# THE PROBLEM
Please convert all of the lines below into a numbered list, skipping blank lines and leaving the pictures out.

╭─ INFORMATION GIVEN

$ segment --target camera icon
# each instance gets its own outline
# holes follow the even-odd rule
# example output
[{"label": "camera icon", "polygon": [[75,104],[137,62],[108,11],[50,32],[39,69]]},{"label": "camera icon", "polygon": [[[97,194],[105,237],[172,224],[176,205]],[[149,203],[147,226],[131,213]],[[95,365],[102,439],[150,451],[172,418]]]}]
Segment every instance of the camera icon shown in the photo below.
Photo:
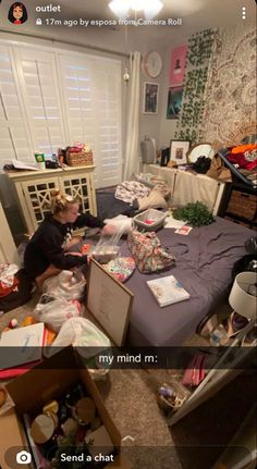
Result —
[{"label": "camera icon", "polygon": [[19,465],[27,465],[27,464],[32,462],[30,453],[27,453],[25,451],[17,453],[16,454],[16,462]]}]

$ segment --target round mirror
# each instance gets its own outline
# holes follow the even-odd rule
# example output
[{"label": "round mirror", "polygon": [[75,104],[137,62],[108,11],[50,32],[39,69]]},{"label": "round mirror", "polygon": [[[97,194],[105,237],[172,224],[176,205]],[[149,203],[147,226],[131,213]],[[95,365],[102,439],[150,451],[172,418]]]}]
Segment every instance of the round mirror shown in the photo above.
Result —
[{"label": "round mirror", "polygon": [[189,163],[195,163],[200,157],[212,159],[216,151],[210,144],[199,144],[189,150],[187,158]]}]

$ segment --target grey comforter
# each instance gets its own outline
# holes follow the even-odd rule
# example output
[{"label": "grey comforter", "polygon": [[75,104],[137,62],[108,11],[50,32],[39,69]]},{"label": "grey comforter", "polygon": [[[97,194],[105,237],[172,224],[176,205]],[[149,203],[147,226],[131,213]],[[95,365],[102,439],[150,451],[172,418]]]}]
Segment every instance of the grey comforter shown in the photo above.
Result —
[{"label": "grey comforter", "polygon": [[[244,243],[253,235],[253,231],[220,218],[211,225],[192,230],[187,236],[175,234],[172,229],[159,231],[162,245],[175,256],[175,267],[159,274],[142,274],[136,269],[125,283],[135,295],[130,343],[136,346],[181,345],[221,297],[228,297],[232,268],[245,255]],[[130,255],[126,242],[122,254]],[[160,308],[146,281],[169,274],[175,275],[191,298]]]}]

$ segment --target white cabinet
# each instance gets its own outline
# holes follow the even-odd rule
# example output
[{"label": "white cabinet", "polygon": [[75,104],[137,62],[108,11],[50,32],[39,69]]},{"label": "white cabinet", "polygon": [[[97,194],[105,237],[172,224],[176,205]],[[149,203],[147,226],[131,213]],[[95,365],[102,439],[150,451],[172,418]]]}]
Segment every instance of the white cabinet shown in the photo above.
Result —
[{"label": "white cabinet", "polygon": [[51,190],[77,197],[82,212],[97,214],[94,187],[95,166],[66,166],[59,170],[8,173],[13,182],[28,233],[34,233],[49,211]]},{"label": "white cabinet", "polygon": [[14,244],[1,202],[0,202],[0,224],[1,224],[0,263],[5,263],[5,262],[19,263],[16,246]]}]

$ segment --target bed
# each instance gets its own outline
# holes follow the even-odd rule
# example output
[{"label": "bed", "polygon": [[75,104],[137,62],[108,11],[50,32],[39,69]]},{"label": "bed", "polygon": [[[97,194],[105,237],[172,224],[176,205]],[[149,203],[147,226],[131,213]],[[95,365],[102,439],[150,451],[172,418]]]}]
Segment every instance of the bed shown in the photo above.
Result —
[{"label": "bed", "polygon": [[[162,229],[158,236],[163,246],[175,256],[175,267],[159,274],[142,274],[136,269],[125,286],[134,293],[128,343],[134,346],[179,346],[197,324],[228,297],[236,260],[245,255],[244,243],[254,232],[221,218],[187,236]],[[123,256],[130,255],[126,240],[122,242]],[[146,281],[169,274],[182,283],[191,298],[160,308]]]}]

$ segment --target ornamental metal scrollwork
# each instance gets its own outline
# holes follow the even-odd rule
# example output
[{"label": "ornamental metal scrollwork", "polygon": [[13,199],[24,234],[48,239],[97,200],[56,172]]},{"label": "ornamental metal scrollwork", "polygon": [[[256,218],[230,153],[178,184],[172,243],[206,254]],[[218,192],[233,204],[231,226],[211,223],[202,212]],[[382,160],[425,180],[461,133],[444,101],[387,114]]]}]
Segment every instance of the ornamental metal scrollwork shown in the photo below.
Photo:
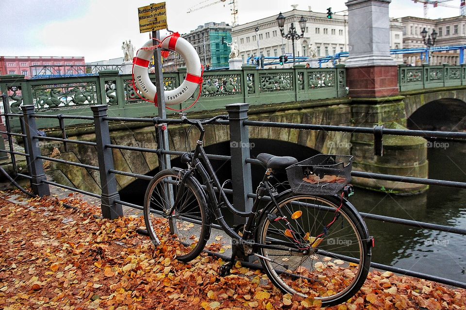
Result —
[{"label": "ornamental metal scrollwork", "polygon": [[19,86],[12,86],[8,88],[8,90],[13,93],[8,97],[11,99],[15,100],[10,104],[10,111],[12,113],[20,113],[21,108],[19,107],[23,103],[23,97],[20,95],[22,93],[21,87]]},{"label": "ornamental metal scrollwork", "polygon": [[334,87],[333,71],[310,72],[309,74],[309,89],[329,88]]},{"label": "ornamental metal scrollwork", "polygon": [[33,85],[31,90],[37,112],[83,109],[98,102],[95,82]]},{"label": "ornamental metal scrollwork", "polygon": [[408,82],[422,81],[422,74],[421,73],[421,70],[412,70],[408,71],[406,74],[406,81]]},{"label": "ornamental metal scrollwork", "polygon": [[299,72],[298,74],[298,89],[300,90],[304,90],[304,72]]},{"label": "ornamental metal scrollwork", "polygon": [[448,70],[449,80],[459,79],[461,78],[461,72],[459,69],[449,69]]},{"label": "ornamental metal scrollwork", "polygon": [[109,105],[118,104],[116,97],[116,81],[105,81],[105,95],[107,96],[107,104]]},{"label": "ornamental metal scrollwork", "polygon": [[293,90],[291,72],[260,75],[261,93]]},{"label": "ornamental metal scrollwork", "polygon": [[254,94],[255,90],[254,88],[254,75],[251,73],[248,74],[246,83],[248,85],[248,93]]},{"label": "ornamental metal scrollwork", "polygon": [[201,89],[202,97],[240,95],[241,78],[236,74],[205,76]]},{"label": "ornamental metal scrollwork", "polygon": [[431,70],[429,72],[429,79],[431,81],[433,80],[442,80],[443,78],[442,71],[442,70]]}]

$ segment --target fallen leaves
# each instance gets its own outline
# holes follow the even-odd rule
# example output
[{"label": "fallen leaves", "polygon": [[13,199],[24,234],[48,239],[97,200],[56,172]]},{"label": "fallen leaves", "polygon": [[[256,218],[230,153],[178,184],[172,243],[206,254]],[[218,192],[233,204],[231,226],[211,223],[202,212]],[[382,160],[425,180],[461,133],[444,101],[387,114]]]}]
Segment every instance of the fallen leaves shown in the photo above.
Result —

╰─

# RESPONSE TO THIS TASK
1. $ segment --target camera icon
2. # each instance gets its own outline
3. # holes follow the even-odd rule
4. # example output
5. [{"label": "camera icon", "polygon": [[75,104],[137,62],[108,11],[50,32],[39,69]]},{"label": "camera icon", "polygon": [[[97,194],[105,237],[172,224],[176,205]],[[149,203],[147,226],[131,213]],[[95,365],[102,439],[150,451],[172,418]]]}]
6. Segment every instance of the camera icon shown in the photo below.
7. Photo:
8. Result —
9. [{"label": "camera icon", "polygon": [[19,465],[27,465],[27,464],[32,462],[30,453],[27,453],[25,451],[17,453],[16,454],[16,462]]}]
10. $ segment --target round mirror
11. # each instance gets its own outline
12. # holes follow the even-odd rule
13. # example output
14. [{"label": "round mirror", "polygon": [[75,104],[137,62],[108,11],[50,32],[39,69]]},{"label": "round mirror", "polygon": [[[97,194],[105,237],[172,224],[176,205]],[[149,203],[147,226],[131,213]],[[95,365],[102,439],[150,451],[172,418]]]}]
15. Segment every instance of the round mirror shown in the photo above.
16. Result —
17. [{"label": "round mirror", "polygon": [[189,163],[195,163],[200,157],[212,159],[216,151],[210,144],[199,144],[189,150],[187,158]]}]
18. $ segment --target grey comforter
19. # each instance gets its own outline
20. # holes follow the even-odd rule
21. # example output
22. [{"label": "grey comforter", "polygon": [[75,104],[137,62],[108,11],[50,32],[39,69]]},{"label": "grey comforter", "polygon": [[[97,194],[105,237],[172,224],[176,205]],[[149,203],[147,226],[131,213]],[[95,365],[102,439],[150,451],[172,418]]]}]
23. Segment every instance of the grey comforter shown in the photo above.
24. Result —
25. [{"label": "grey comforter", "polygon": [[[244,243],[253,235],[253,231],[220,218],[211,225],[192,230],[187,236],[175,234],[172,229],[159,231],[162,245],[175,256],[175,267],[159,274],[142,274],[136,269],[125,283],[135,295],[130,343],[136,346],[181,345],[221,297],[228,297],[232,268],[245,255]],[[130,255],[126,242],[122,254]],[[160,308],[146,281],[169,274],[175,275],[191,298]]]}]
26. $ segment --target white cabinet
27. # each instance gets its own outline
28. # holes follow the even-odd rule
29. # example output
30. [{"label": "white cabinet", "polygon": [[75,104],[137,62],[108,11],[50,32],[39,69]]},{"label": "white cabinet", "polygon": [[[97,194],[105,237],[172,224],[176,205]],[[149,203],[147,226],[131,213]],[[95,365],[102,439],[150,451],[172,418]]]}]
31. Segment every instance of the white cabinet shown in the photo above.
32. Result —
33. [{"label": "white cabinet", "polygon": [[51,190],[77,197],[82,212],[97,214],[94,187],[95,166],[66,166],[59,170],[8,173],[13,182],[28,233],[34,233],[49,211]]},{"label": "white cabinet", "polygon": [[14,244],[1,202],[0,202],[0,224],[1,224],[0,263],[5,263],[5,262],[19,263],[16,246]]}]
34. $ segment --target bed
35. # each instance gets its own outline
36. # holes follow the even-odd rule
37. # example output
38. [{"label": "bed", "polygon": [[75,104],[137,62],[108,11],[50,32],[39,69]]},{"label": "bed", "polygon": [[[97,194],[105,237],[172,224],[176,205]],[[149,203],[147,226],[131,213]],[[95,365],[102,439],[150,451],[172,418]]]}]
39. Segment every instance of the bed shown in the photo above.
40. Result —
41. [{"label": "bed", "polygon": [[[162,229],[158,236],[163,246],[175,256],[175,267],[159,274],[142,274],[136,269],[125,286],[134,293],[128,343],[134,346],[179,346],[197,324],[228,297],[236,260],[245,255],[244,243],[254,232],[221,218],[187,236]],[[123,256],[130,255],[126,240],[122,242]],[[146,281],[169,274],[182,283],[191,298],[160,308]]]}]
42. $ segment --target ornamental metal scrollwork
43. # each instance gets its own outline
44. # holes follow the even-odd rule
45. # example output
46. [{"label": "ornamental metal scrollwork", "polygon": [[13,199],[24,234],[48,239],[97,200],[56,172]]},{"label": "ornamental metal scrollwork", "polygon": [[[256,218],[230,153],[178,184],[172,243],[206,254]],[[218,192],[233,204],[231,226],[211,223],[202,212]],[[382,160],[425,180],[461,133],[444,101],[387,114]]]}]
47. Segment every instance of the ornamental metal scrollwork shown in the photo below.
48. Photo:
49. Result —
50. [{"label": "ornamental metal scrollwork", "polygon": [[19,86],[12,86],[8,88],[8,90],[13,93],[8,97],[11,99],[15,100],[10,104],[10,111],[12,113],[20,113],[21,108],[19,107],[23,103],[23,97],[20,95],[22,93],[21,87]]},{"label": "ornamental metal scrollwork", "polygon": [[334,87],[333,71],[310,72],[309,74],[309,89],[329,88]]},{"label": "ornamental metal scrollwork", "polygon": [[33,85],[31,90],[37,112],[83,109],[98,102],[95,82]]},{"label": "ornamental metal scrollwork", "polygon": [[408,82],[422,81],[422,74],[421,73],[421,70],[412,70],[408,71],[406,74],[406,81]]},{"label": "ornamental metal scrollwork", "polygon": [[299,72],[298,74],[298,89],[300,90],[304,90],[304,72]]},{"label": "ornamental metal scrollwork", "polygon": [[448,70],[449,80],[459,79],[461,78],[461,72],[459,69],[449,69]]},{"label": "ornamental metal scrollwork", "polygon": [[109,105],[118,104],[116,97],[116,81],[105,81],[105,95],[107,96],[107,104]]},{"label": "ornamental metal scrollwork", "polygon": [[293,90],[291,72],[260,75],[261,93]]},{"label": "ornamental metal scrollwork", "polygon": [[254,94],[255,90],[254,88],[254,75],[251,73],[248,74],[246,83],[248,85],[248,93]]},{"label": "ornamental metal scrollwork", "polygon": [[201,89],[202,97],[240,95],[241,78],[236,74],[205,76]]},{"label": "ornamental metal scrollwork", "polygon": [[431,70],[429,72],[429,79],[431,81],[433,80],[442,80],[443,78],[442,71],[442,70]]}]
51. $ segment --target fallen leaves
52. # each instance gets its own outline
53. # holes follow the even-odd rule
54. # example output
55. [{"label": "fallen leaves", "polygon": [[13,199],[24,234],[48,239],[97,200],[56,172]]},{"label": "fallen leaves", "polygon": [[[256,218],[230,153],[178,184],[172,243],[206,254]],[[218,192],[233,204],[231,226],[211,223],[202,212]],[[382,160],[425,180],[461,133],[444,101],[387,114]]]}]
56. Segment every instance of the fallen leaves shown in the photo above.
57. Result —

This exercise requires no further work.